**WHAT YOU HAVE TO DO:**
Please quote every line word for word.

**EXERCISE INPUT:**
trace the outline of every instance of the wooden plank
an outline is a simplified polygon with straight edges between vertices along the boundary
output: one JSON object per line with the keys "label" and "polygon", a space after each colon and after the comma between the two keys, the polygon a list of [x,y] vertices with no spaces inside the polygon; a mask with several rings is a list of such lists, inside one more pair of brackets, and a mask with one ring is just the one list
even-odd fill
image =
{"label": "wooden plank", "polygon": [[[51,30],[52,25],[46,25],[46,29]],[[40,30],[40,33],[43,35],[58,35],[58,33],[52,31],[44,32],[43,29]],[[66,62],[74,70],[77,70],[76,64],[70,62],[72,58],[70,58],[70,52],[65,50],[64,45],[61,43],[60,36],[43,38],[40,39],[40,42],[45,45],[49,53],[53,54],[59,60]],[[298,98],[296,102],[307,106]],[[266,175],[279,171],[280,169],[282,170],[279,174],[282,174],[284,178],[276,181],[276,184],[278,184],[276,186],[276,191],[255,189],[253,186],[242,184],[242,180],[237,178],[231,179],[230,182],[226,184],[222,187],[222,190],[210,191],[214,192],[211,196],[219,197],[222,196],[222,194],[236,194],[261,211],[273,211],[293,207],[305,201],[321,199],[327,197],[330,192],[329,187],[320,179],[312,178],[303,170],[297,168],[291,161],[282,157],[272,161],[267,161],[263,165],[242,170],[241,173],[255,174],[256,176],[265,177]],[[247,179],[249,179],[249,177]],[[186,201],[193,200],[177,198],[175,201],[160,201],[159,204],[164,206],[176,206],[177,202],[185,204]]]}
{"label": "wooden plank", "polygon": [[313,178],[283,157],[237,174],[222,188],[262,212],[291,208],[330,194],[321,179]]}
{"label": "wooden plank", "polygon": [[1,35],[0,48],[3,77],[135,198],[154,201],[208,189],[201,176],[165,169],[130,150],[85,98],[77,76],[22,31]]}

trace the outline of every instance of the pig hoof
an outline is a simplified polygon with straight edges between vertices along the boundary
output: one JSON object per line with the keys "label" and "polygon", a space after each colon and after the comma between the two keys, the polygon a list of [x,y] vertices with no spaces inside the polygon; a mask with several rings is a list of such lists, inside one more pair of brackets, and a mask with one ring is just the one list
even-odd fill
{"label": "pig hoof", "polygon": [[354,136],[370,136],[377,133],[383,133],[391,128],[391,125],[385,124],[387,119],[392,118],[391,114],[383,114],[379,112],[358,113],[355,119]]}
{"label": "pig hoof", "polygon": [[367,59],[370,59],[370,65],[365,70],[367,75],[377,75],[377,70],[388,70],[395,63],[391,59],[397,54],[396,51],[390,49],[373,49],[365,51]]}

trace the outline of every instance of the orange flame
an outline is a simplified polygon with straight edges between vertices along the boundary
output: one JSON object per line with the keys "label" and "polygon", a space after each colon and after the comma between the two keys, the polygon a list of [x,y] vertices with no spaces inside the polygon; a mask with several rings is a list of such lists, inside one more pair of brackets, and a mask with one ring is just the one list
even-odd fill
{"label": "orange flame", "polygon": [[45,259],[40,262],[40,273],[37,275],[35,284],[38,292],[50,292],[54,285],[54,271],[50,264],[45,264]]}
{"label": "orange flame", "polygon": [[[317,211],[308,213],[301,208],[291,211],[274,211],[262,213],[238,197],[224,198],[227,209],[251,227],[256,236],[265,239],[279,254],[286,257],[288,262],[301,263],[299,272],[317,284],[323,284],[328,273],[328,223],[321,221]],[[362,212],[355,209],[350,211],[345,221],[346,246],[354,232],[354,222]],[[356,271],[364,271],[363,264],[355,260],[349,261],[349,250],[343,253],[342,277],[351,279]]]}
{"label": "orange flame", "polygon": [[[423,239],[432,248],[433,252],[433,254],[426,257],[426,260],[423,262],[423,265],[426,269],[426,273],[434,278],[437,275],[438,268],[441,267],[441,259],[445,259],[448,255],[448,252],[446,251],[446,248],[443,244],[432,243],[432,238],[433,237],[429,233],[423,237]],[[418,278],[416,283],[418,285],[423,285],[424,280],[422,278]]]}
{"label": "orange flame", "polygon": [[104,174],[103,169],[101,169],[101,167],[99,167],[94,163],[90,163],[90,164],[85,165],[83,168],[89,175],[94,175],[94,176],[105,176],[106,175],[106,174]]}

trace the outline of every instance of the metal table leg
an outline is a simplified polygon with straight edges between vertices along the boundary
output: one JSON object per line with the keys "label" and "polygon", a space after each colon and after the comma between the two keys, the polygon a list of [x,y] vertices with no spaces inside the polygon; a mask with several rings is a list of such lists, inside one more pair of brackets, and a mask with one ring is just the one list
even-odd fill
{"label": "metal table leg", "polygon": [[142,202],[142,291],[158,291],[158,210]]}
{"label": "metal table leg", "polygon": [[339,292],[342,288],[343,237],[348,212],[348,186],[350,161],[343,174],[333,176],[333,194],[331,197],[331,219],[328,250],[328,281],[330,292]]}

**TASK ANSWER:**
trace the outline of every instance of the wooden plank
an outline is a simplified polygon with straight edges between vertices along the boundary
output: one JSON object per line with the keys "label" and "polygon", a space after each colon and after the comma between the two keys, the polygon a list of [x,y] vertices with no spaces inside the polygon; a mask with several rings is a list of such lists, inside one more pair of brackets, and a mask with one ring is just the one list
even-odd fill
image =
{"label": "wooden plank", "polygon": [[[51,30],[52,25],[46,25],[46,29]],[[40,30],[40,33],[43,35],[58,35],[58,33],[52,31],[44,32],[43,29]],[[66,62],[74,70],[77,70],[76,64],[70,62],[72,58],[70,58],[70,52],[65,50],[64,45],[61,43],[60,36],[43,38],[40,39],[40,42],[45,45],[49,53],[53,54],[59,60]],[[298,98],[296,102],[307,106]],[[266,175],[279,171],[280,169],[282,170],[279,174],[282,174],[284,178],[276,181],[276,184],[278,184],[276,186],[276,191],[255,189],[253,186],[242,184],[242,180],[237,178],[231,179],[230,182],[226,184],[222,187],[222,190],[210,191],[214,192],[211,196],[219,197],[222,196],[222,194],[236,194],[261,211],[273,211],[293,207],[305,201],[321,199],[327,197],[330,192],[329,187],[320,179],[312,178],[303,170],[297,168],[291,161],[282,157],[272,161],[267,161],[263,165],[242,170],[241,173],[255,174],[256,176],[265,177]],[[247,179],[249,179],[249,177]],[[186,201],[193,200],[177,198],[175,201],[160,201],[159,204],[164,206],[176,206],[177,202],[185,204]]]}
{"label": "wooden plank", "polygon": [[313,178],[283,157],[237,174],[222,188],[262,212],[291,208],[330,194],[321,179]]}
{"label": "wooden plank", "polygon": [[1,35],[0,48],[3,77],[135,198],[154,201],[208,189],[201,176],[165,169],[130,150],[85,98],[77,76],[22,31]]}

trace the outline of every instance of the pig hoof
an outline is a simplified polygon with straight edges between vertices along the boundary
output: one JSON object per line with the keys "label" and "polygon", a space after each colon and after the comma between the two keys, the polygon a list of [x,y] vertices with no spaces inside the polygon; a mask with several rings is a list of such lists, inside one more pair of brackets, and a mask with one ring is just the one list
even-odd fill
{"label": "pig hoof", "polygon": [[354,136],[370,136],[377,133],[383,133],[391,128],[391,125],[385,124],[387,119],[392,118],[391,114],[383,114],[379,112],[358,113],[355,119]]}
{"label": "pig hoof", "polygon": [[367,59],[370,59],[370,65],[365,70],[367,75],[377,75],[377,70],[388,70],[395,63],[391,59],[397,54],[396,51],[390,49],[373,49],[365,51]]}

trace the outline of every instance of the orange flame
an outline is a simplified polygon with straight edges between vertices along the boundary
output: one JSON object per line with the keys "label" and "polygon", a space after each colon and after the comma between the two keys, the polygon a list of [x,y] vertices with no spaces inside the polygon; a mask with several rings is a list of such lists, inside one more pair of brackets, and a mask with one ring is just the one list
even-odd fill
{"label": "orange flame", "polygon": [[45,259],[40,262],[40,273],[37,275],[35,284],[38,292],[50,292],[54,285],[54,271],[50,264],[45,264]]}
{"label": "orange flame", "polygon": [[[317,211],[308,213],[301,208],[291,211],[274,211],[262,213],[238,197],[224,198],[227,209],[251,227],[256,236],[265,239],[279,254],[286,257],[288,262],[301,263],[299,272],[317,284],[323,284],[328,273],[328,223],[321,221]],[[362,212],[355,209],[350,211],[345,221],[346,246],[354,232],[354,222]],[[356,271],[364,271],[363,264],[355,260],[349,261],[349,250],[343,253],[342,277],[351,279]]]}
{"label": "orange flame", "polygon": [[[423,239],[432,248],[433,252],[433,254],[426,257],[426,260],[423,262],[423,265],[426,269],[426,273],[434,278],[437,275],[438,268],[441,267],[441,259],[445,259],[448,255],[448,252],[446,251],[446,248],[443,244],[432,243],[432,238],[433,237],[429,233],[423,237]],[[418,278],[416,283],[418,285],[423,285],[424,280],[422,278]]]}
{"label": "orange flame", "polygon": [[104,174],[103,169],[101,169],[101,167],[99,167],[94,163],[90,163],[90,164],[85,165],[83,168],[89,175],[94,175],[94,176],[105,176],[106,175],[106,174]]}

trace the outline of every instance of the metal table leg
an outline is a simplified polygon with straight edges between vertices along the boundary
output: one JSON object per line with the keys "label" and "polygon", a space after each colon and after the comma between the two keys, the polygon a list of [x,y] vertices with no spaces inside the polygon; a mask with several rings is a list of such lists, inside one more pair of brackets, and a mask with one ring is just the one list
even-odd fill
{"label": "metal table leg", "polygon": [[142,202],[142,291],[158,291],[158,210]]}
{"label": "metal table leg", "polygon": [[339,292],[342,288],[343,237],[348,212],[348,186],[350,161],[343,174],[333,176],[333,194],[331,197],[331,219],[328,250],[328,281],[330,292]]}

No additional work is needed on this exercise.